EXERCISE DESCRIPTION —
If the records below hold pictures, omit them, and print exactly the lines from the first line through the line containing "sample: <point>271,250</point>", inclusive.

================================

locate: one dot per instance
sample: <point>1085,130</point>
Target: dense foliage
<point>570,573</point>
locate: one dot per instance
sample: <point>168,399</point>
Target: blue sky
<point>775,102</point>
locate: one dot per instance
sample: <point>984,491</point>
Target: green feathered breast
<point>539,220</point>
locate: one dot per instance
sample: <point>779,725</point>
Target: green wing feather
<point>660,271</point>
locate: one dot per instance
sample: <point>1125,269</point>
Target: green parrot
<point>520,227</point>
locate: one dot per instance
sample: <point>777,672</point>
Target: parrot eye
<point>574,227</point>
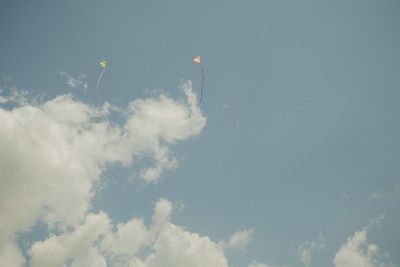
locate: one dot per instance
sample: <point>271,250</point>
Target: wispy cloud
<point>359,252</point>
<point>307,249</point>
<point>77,82</point>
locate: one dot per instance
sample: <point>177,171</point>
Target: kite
<point>103,65</point>
<point>197,60</point>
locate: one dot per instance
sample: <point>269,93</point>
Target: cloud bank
<point>53,153</point>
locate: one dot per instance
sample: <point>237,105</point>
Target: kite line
<point>102,64</point>
<point>197,60</point>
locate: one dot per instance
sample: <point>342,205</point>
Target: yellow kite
<point>197,59</point>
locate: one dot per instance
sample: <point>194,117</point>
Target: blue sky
<point>301,139</point>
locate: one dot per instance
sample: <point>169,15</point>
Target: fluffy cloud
<point>308,248</point>
<point>97,242</point>
<point>358,252</point>
<point>53,153</point>
<point>239,240</point>
<point>74,82</point>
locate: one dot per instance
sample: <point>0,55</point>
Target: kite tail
<point>98,82</point>
<point>202,85</point>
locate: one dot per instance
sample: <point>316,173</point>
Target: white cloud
<point>306,250</point>
<point>52,154</point>
<point>239,240</point>
<point>74,82</point>
<point>358,252</point>
<point>134,244</point>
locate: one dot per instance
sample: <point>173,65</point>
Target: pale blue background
<point>314,120</point>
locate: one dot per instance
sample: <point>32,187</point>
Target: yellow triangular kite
<point>103,63</point>
<point>197,59</point>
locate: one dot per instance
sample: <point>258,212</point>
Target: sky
<point>292,158</point>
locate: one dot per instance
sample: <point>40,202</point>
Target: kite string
<point>98,82</point>
<point>202,85</point>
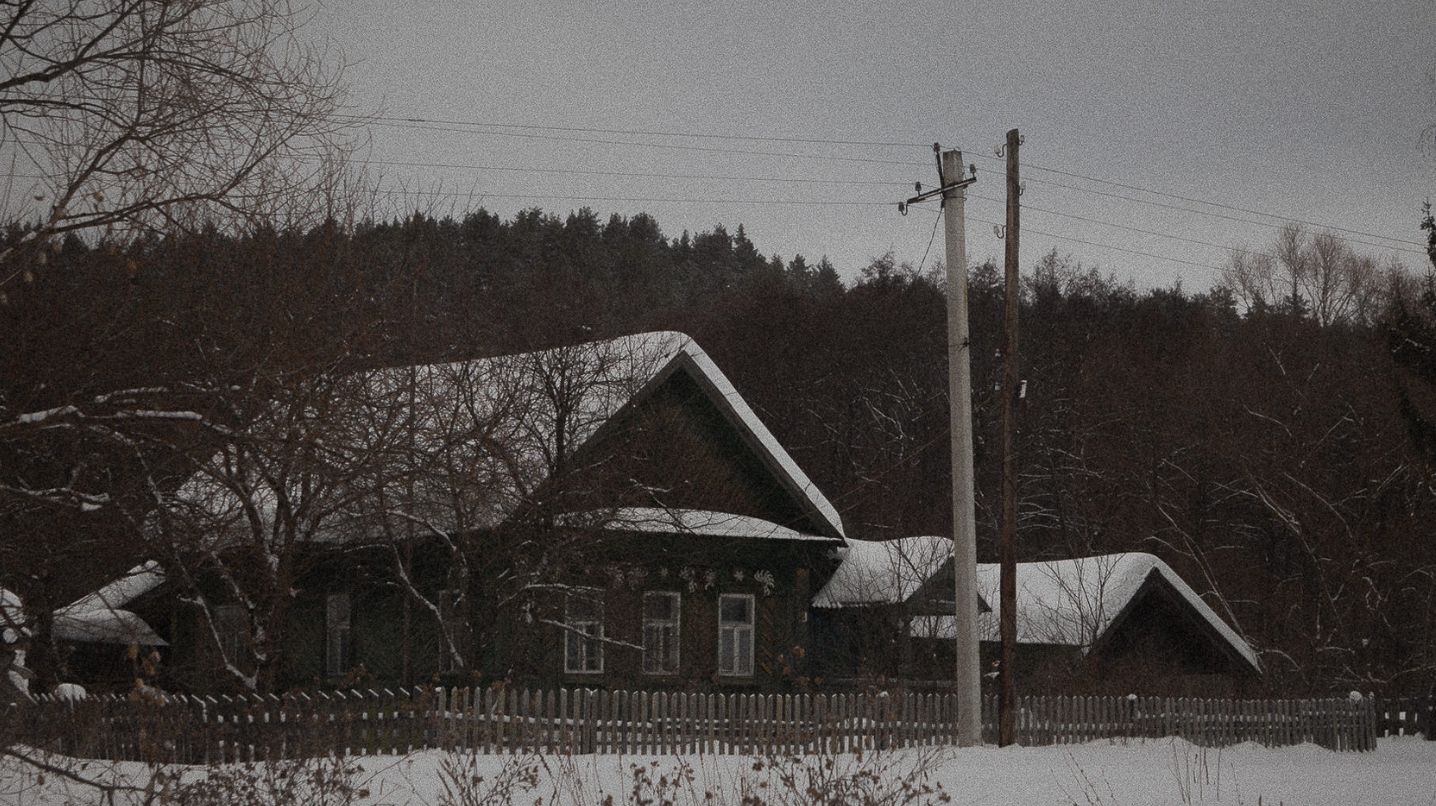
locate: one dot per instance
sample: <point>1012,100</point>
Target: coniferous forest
<point>1274,456</point>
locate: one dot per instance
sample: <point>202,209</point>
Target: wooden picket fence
<point>507,720</point>
<point>1405,716</point>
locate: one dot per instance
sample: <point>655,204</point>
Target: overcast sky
<point>1136,115</point>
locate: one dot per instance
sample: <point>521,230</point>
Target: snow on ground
<point>1402,772</point>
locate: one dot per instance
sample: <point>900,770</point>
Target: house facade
<point>611,515</point>
<point>1109,624</point>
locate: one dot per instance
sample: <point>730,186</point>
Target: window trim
<point>590,644</point>
<point>338,634</point>
<point>231,625</point>
<point>671,664</point>
<point>451,624</point>
<point>743,631</point>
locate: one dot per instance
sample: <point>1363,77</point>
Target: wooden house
<point>1107,624</point>
<point>608,515</point>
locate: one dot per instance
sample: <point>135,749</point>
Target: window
<point>336,634</point>
<point>231,622</point>
<point>451,628</point>
<point>583,640</point>
<point>735,634</point>
<point>661,632</point>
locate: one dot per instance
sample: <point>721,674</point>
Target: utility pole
<point>959,395</point>
<point>1007,594</point>
<point>968,681</point>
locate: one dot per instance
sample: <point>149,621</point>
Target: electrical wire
<point>633,174</point>
<point>641,132</point>
<point>672,147</point>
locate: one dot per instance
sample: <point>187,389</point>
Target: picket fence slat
<point>506,720</point>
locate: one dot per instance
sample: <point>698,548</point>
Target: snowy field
<point>1402,772</point>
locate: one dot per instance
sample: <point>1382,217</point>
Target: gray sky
<point>1281,111</point>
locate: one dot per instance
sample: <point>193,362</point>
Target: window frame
<point>231,627</point>
<point>656,661</point>
<point>583,650</point>
<point>451,624</point>
<point>338,634</point>
<point>743,638</point>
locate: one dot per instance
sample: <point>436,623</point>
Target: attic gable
<point>477,441</point>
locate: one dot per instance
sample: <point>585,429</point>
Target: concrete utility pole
<point>1007,594</point>
<point>959,395</point>
<point>968,681</point>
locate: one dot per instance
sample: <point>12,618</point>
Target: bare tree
<point>140,115</point>
<point>1316,273</point>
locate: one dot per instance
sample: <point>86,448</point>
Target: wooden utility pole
<point>968,681</point>
<point>1007,594</point>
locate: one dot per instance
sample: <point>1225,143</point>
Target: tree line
<point>1275,451</point>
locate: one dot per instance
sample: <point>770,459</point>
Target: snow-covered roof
<point>883,572</point>
<point>1076,602</point>
<point>137,582</point>
<point>697,522</point>
<point>96,618</point>
<point>104,627</point>
<point>494,427</point>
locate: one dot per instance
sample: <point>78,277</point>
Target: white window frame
<point>735,638</point>
<point>583,638</point>
<point>338,635</point>
<point>661,635</point>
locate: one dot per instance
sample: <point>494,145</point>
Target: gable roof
<point>883,572</point>
<point>1059,602</point>
<point>99,617</point>
<point>506,421</point>
<point>672,520</point>
<point>1077,602</point>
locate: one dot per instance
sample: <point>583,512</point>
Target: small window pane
<point>737,609</point>
<point>661,642</point>
<point>583,638</point>
<point>336,635</point>
<point>735,635</point>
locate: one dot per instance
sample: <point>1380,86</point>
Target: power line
<point>642,132</point>
<point>556,197</point>
<point>701,148</point>
<point>445,125</point>
<point>633,174</point>
<point>1109,246</point>
<point>1412,250</point>
<point>1224,206</point>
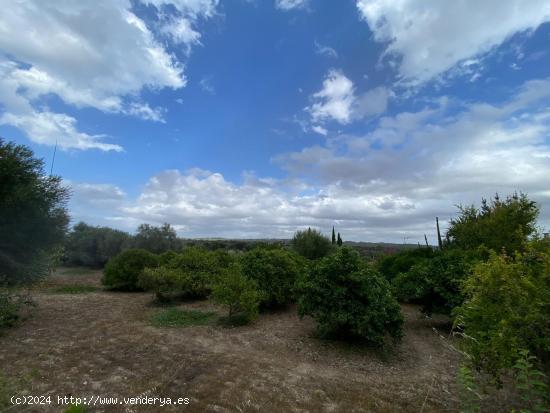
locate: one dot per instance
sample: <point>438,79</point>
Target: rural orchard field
<point>280,206</point>
<point>104,343</point>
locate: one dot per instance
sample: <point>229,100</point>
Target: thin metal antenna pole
<point>53,159</point>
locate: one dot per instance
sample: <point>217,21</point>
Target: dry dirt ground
<point>102,343</point>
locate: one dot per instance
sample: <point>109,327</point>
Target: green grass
<point>74,289</point>
<point>175,317</point>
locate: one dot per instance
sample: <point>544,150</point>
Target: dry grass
<point>103,343</point>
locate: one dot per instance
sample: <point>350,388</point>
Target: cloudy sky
<point>252,118</point>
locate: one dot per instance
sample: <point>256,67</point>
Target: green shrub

================================

RESPONSE AREA —
locate: one dot per instance
sample: <point>1085,130</point>
Target: dense foliage
<point>570,573</point>
locate: one dot per instance
sample: <point>168,399</point>
Target: blue sky
<point>775,102</point>
locate: one dot per instance
sample: <point>984,491</point>
Target: green feathered breast
<point>539,220</point>
locate: one dot per instance
sample: <point>779,725</point>
Target: green wing feather
<point>660,271</point>
locate: one dot per instance
sample: <point>1125,269</point>
Target: green parrot
<point>520,227</point>
locate: one dot per instance
sample: <point>777,672</point>
Target: parrot eye
<point>574,227</point>
locate: one dot per instance
sample: <point>271,250</point>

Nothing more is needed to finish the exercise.